Изучаемый текст:
▼
У дивительно то, что именно «Предел» дал толчок знакомству Рязани с Верой Павловой. Хотите верьте, хотите проверьте - но до тех пор, пока Дели не нашли в Интернете ее стихи, не прониклись ими, не загорелись творческой идеей, не поставили первый спектакль, не написали Вере - Рязань литературная не имела представления об этом незауряднейшем поэте! Ну, разве что единицы встречали ее стихи. И то, возможно, как я, сохраняя в памяти строки, забывали об имяреке - о том, кому они пришли в голову… На блиц-обсуждении, устроенном 30 мая между спектаклем и творческим вечером самой Веры, прозвучало, что для Скопина ее «открыли» именно Дели. А Вера сделала комплимент режиссеру: «Предел» - единственный театр, который честно информировал автора об использовании в своих постановках ее стихов. Хотя прецеденты использования ее поэзии на сцене случались и в других городах России, в том числе и в столицах. Но полностью инсценировать стихи Павловой осмелился только «Предел» - в остальных спектаклях они служат либо фоном, либо эдакой «приправой» к действу. Потому, наверное, между театром и поэтессой завязалась дружба по переписке. Длилась пять лет. Эта дружба привела 30 мая 2008 года Веру Павлову в городок, ранее не знакомый ей.

«Творить? Ну что ты! - Створаживать
подкисшее житие,
житуху облагораживать,
чтоб легче было ее
любить. И любить ее, жирную,
как желтый пасхальный творог...
А ты мне про тайны надмирные.
А ты мне - восстань, пророк...»

Периферийную житуху, увы, сложно облагораживать даже такими, несомненно, талантливыми стихами. В провинции свои критерии, в том числе и моральные - порой домостроевские, - свои представления о поэзии, своя творческая иерархия…

Вере пришлось выслушать выступление почетного гражданина города Скопина (не назову имя из деликатности): «Мне кажется, что такие стихи нельзя слушать мужчинам. Слишком уж много там подробностей… А остальное понравилось». Интересно, что - «остальное»? Остальное в спектакле «Вездесь» - то, что девочка неизбежно становится женщиной, и о том, как она осознает свое предначертание:
«…Все остальное время я - Женщина!»

Вера ответила опасливому гражданину, что не делит своих слушателей по половому признаку, и, более того, считает, что мужчинам не грех лучше понять женскую природу, долю и судьбу. Последнюю - через две первых составляющих.
▲
(Сохранённые записи данных)
▼
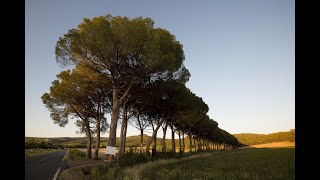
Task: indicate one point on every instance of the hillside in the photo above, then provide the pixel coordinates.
(134, 141)
(254, 139)
(131, 141)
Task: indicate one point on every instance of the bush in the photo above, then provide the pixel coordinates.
(130, 158)
(166, 155)
(76, 154)
(97, 172)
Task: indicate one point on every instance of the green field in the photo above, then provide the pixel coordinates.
(264, 163)
(239, 164)
(35, 152)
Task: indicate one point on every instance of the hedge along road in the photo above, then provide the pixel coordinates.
(44, 167)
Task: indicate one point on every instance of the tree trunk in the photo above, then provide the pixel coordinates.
(122, 137)
(190, 140)
(164, 138)
(183, 144)
(114, 119)
(88, 140)
(180, 148)
(173, 140)
(195, 145)
(153, 135)
(141, 140)
(96, 152)
(125, 135)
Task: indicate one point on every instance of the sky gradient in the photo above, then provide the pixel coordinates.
(241, 56)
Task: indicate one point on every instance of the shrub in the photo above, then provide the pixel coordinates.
(76, 154)
(130, 158)
(97, 172)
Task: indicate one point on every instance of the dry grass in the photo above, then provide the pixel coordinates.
(272, 145)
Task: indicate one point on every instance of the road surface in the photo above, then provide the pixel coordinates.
(43, 167)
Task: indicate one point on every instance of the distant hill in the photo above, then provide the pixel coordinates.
(254, 139)
(131, 141)
(134, 141)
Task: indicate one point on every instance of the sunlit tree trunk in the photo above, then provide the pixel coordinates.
(164, 138)
(88, 133)
(183, 144)
(173, 140)
(180, 148)
(96, 152)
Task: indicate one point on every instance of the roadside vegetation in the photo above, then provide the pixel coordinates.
(34, 152)
(271, 163)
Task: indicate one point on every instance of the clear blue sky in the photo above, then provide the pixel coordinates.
(241, 55)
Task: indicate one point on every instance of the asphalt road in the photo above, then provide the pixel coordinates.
(43, 167)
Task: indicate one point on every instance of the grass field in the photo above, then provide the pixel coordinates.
(35, 152)
(274, 163)
(282, 144)
(255, 163)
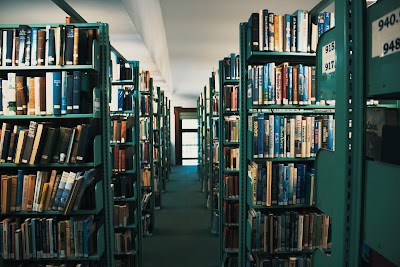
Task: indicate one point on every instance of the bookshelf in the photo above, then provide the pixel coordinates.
(93, 208)
(146, 152)
(381, 85)
(214, 151)
(230, 179)
(124, 145)
(156, 131)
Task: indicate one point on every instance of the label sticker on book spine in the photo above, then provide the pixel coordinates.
(329, 58)
(386, 34)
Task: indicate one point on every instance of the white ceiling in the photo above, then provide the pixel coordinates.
(179, 41)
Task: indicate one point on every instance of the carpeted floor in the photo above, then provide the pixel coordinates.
(182, 237)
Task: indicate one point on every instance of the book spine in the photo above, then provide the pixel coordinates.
(57, 88)
(64, 89)
(76, 92)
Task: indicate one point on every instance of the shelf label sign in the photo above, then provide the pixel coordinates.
(386, 34)
(329, 58)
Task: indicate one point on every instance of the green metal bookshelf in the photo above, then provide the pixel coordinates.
(146, 153)
(124, 144)
(97, 115)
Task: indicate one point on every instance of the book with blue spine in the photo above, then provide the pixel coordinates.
(301, 83)
(287, 45)
(285, 184)
(271, 83)
(34, 47)
(1, 97)
(289, 84)
(271, 135)
(261, 134)
(259, 184)
(256, 97)
(265, 14)
(282, 136)
(254, 119)
(233, 60)
(265, 85)
(327, 21)
(298, 183)
(330, 132)
(281, 193)
(264, 185)
(275, 185)
(120, 99)
(64, 90)
(316, 136)
(67, 190)
(76, 92)
(276, 135)
(57, 87)
(290, 187)
(305, 84)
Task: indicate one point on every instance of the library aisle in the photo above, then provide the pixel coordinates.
(182, 237)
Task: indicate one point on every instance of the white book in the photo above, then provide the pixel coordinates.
(4, 85)
(49, 93)
(300, 233)
(312, 132)
(49, 222)
(292, 137)
(308, 137)
(260, 30)
(37, 95)
(24, 191)
(11, 93)
(303, 138)
(271, 136)
(4, 53)
(38, 188)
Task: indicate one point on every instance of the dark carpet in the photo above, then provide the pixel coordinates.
(182, 237)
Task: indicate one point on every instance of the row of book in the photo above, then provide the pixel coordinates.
(120, 70)
(122, 187)
(288, 136)
(288, 33)
(121, 131)
(282, 84)
(43, 191)
(37, 143)
(47, 238)
(144, 126)
(289, 231)
(231, 98)
(231, 67)
(33, 46)
(231, 238)
(257, 260)
(232, 129)
(123, 242)
(145, 105)
(145, 174)
(231, 185)
(122, 98)
(121, 215)
(231, 212)
(122, 158)
(280, 184)
(55, 93)
(145, 151)
(215, 105)
(231, 158)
▲
Задачи для решения:
(a) Согласуются ли с текстом о Вере Павловой и театре «Предел» утверждения ниже? Для каждого ответьте «да» или «нет» и приведите решающие слова текста точной цитатой.
(i) Дружба по переписке между театром и поэтессой длилась пять лет.
(ii) Блиц-обсуждение 30 мая прошло после творческого вечера Веры.
(iii) Почётный гражданин города Скопина назван в тексте по имени.
(b) Продолжите, пожалуйста, текст о Вере Павловой и театре «Предел» с того места, где он заканчивается.

Ответы на задания:
(a)
(i) Да: «Длилась пять лет.»
(ii) Нет: «устроенном 30 мая между спектаклем и творческим вечером самой Веры».
(iii) Нет: «(не назову имя из деликатности)».

(b)
Скопинские поэты занимали очередь с вечера, чтобы попасть на встречу с Верой, и наперегонки стремились на сцену, чтобы прочесть ей свои стихи - и за каждое выступление она благодарила. В ее поведении чувствовалась раскованность «западного» человека, отвыкшего от надуманных условностей российской «житухи». Знаете, каким образом Вера раздавала автографы? В жизни не додуматься!.. Сложила в корзину листочки, на которых ее каллиграфическим почерком были написаны короткие стихи с подписью, и приглашала всех желающих прочесть их вслух. С пожеланиями типа: «Игриво! Со страстью! Философски!». Смельчак получал листок со стихотворным подарком на вечную память.
Мне досталось вот что:

«К тебе.
Сбивая каблуки.
Ломая весла, крылья, лыжи.
Со смертью наперегонки.
Отрыв все меньше.
Ты все ближе».

Стремление к … - лейтмотив творчества и жизни любого настоящего поэта. Объекты стремления бывают разными. Но смысл движущей силы от этого не меняется. В биографии Веры Павловой отчетливо прослеживается свет путеводной звезды, имеющий силу защитного поля.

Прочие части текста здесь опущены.